Exercise prompt
Drop the pictures from the entries below, then reproduce the rest exactly.
[[ Extracted entries open ]]
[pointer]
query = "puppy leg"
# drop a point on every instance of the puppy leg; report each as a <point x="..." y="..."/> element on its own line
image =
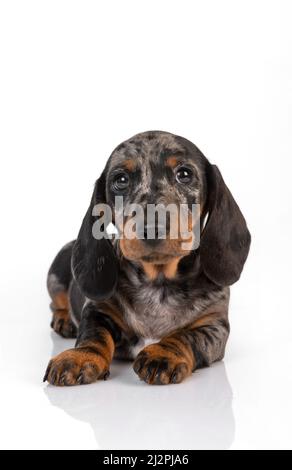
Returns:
<point x="178" y="355"/>
<point x="58" y="281"/>
<point x="93" y="353"/>
<point x="61" y="321"/>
[[ Extracted entries closed ]]
Task response
[pointer]
query = "puppy leg"
# drop a point on every instance of the puppy leg; report each as a <point x="..." y="..."/> element on its own line
image =
Returns:
<point x="178" y="355"/>
<point x="58" y="281"/>
<point x="93" y="353"/>
<point x="61" y="321"/>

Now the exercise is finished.